▸ Task goal: Please copy the records from the line with "Guideline: mark the dirt" to the line with "[[341, 129]]", both included, rescaling each point coordinate in the answers by 0.6 and rounding it to a whole number, halves up, while leaving the requests and their sample points unchanged. Return only those lines.

▸ Information given:

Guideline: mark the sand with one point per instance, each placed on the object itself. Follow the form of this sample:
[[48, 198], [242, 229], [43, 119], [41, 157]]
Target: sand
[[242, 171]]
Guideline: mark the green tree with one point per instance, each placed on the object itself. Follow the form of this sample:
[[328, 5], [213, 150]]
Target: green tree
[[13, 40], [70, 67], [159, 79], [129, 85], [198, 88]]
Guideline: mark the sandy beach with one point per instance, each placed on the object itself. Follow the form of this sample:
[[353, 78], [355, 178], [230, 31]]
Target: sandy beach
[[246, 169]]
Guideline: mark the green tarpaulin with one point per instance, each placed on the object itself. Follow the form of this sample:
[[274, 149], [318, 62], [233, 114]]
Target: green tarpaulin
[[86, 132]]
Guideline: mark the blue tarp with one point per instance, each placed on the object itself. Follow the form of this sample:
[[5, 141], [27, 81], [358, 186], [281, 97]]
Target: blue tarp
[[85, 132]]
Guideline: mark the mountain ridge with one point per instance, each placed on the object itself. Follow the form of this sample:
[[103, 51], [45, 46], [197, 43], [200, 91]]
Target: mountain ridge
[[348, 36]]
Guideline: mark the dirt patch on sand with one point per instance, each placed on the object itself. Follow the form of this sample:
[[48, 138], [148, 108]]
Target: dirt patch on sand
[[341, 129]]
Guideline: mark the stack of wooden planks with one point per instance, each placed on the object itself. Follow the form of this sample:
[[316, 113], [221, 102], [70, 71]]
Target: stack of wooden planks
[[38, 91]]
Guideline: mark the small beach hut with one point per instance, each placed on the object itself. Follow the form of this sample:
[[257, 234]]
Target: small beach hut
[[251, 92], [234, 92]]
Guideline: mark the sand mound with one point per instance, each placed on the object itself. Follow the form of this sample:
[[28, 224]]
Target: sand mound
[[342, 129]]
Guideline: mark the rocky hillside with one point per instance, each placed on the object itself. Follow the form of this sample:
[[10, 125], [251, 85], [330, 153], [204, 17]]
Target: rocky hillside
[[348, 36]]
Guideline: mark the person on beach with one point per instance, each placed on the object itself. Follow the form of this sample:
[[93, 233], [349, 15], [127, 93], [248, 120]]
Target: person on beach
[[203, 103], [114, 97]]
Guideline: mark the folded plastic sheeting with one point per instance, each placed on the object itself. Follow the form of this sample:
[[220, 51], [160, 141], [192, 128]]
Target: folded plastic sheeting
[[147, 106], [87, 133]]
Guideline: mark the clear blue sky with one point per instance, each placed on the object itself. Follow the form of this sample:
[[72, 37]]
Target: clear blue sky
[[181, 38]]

▸ Full solution:
Guideline: mark the dirt patch on sand with one point per instance, each placed on the object itself. Follow the form of this sample:
[[48, 138], [148, 108]]
Target: dirt patch on sand
[[205, 77]]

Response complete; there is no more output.